Что предстоит сделать:
- A) Выпишите из источника все имена, фамилии, инициалы и прозвища, которыми обозначены люди и персонажи. Каждое обозначение дайте отдельно, в именительном падеже.
- B) Перепишите отрывок источника от слов «А посвятили свою» до слов «деталь бытового прибора.» включительно, заменив «коробочка» на «вазочка».

А посвятили свою работу наши составители комментария памяти старшего брата писателя — Бориса Иосифовича Коваля (05.07.1930 — 04.06.2016), которого не стало в те дни, когда они, судя по всему, завершали свой труд. В «Предуведомлении к комментарию» есть даже историческая теперь фотография, где на кухне напротив брата Ю. К. сидит Олег Лекманов, а между ними — коробочка шоколадных конфет…
Ну а сам Борис Коваль — это, конечно же, — Крендель, тот самый, из «Пяти похищенных монахов», ищущий своих украденных голубей[6]. Старший брат немногословного Юрки, у которого на все случаи жизни припасено коронное присловье «ЕЩЕ БЫ».
С ностальгическим изумлением разглядывал я иные фотографии, размещенные справа от тех или иных комментариев, — будь то самодельный нож с пластмассовой наборной ручкой или какая ушедшая в прошлое техническая деталь бытового прибора.
«…Что-то захрустело в телевизоре… из него, как из посылки, высыпались какие-то стеклянные орехи. Современным читателям, видимо, уже следует объяснить, что имеются в виду радиолампы — электронная „начинка” тогдашних телевизоров».

Выдержка из данных:
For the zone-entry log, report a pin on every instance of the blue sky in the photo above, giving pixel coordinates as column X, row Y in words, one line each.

Письменные ответы:
- A) Борис Иосифович Коваль; Ю. К.; Олег Лекманов; Борис Коваль; Крендель; Юрка.

- B)
А посвятили свою работу наши составители комментария памяти старшего брата писателя — Бориса Иосифовича Коваля (05.07.1930 — 04.06.2016), которого не стало в те дни, когда они, судя по всему, завершали свой труд. В «Предуведомлении к комментарию» есть даже историческая теперь фотография, где на кухне напротив брата Ю. К. сидит Олег Лекманов, а между ними — вазочка шоколадных конфет…
Ну а сам Борис Коваль — это, конечно же, — Крендель, тот самый, из «Пяти похищенных монахов», ищущий своих украденных голубей[6]. Старший брат немногословного Юрки, у которого на все случаи жизни припасено коронное присловье «ЕЩЕ БЫ».
С ностальгическим изумлением разглядывал я иные фотографии, размещенные справа от тех или иных комментариев, — будь то самодельный нож с пластмассовой наборной ручкой или какая ушедшая в прошлое техническая деталь бытового прибора.